▶ **What is required**: Nothing should be left out. Transcribe the entries exactly as written.

▶ **Collected data entries**:
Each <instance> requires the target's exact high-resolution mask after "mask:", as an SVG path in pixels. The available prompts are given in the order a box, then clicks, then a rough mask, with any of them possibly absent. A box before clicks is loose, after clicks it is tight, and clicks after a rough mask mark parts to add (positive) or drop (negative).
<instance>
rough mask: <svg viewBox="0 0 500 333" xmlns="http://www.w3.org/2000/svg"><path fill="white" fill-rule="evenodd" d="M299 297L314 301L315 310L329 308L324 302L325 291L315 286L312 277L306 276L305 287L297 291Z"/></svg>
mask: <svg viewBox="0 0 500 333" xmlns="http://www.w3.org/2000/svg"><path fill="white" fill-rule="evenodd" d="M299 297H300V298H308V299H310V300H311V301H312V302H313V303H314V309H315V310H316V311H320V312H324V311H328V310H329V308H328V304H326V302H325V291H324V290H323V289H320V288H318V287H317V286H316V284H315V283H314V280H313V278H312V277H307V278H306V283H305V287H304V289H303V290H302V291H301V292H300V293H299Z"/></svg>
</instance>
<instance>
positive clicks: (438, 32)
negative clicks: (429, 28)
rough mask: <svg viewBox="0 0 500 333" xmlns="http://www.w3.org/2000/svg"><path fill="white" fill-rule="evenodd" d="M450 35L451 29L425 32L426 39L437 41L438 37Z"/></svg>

▶ **Written solution**:
Each <instance> requires the target's exact high-resolution mask after "mask:", as an SVG path in pixels. The available prompts are given in the order a box, then clicks, then a rough mask, with any of them possibly absent. A box before clicks is loose, after clicks it is tight, and clicks after a rough mask mark parts to add (positive) or drop (negative).
<instance>
rough mask: <svg viewBox="0 0 500 333" xmlns="http://www.w3.org/2000/svg"><path fill="white" fill-rule="evenodd" d="M299 297L314 301L315 310L329 308L324 302L325 291L315 286L312 277L306 276L305 287L297 291Z"/></svg>
mask: <svg viewBox="0 0 500 333" xmlns="http://www.w3.org/2000/svg"><path fill="white" fill-rule="evenodd" d="M299 297H300V298H308V299H310V300H311V301H312V302H313V303H314V309H315V310H316V311H320V312H324V311H328V310H329V308H328V304H326V302H325V291H324V290H323V289H320V288H318V287H317V286H316V284H315V283H314V280H313V278H312V277H307V278H306V283H305V287H304V289H303V290H302V291H301V292H300V293H299Z"/></svg>
</instance>
<instance>
positive clicks: (438, 32)
negative clicks: (429, 28)
rough mask: <svg viewBox="0 0 500 333" xmlns="http://www.w3.org/2000/svg"><path fill="white" fill-rule="evenodd" d="M450 35L451 29L425 32L426 39L437 41L438 37Z"/></svg>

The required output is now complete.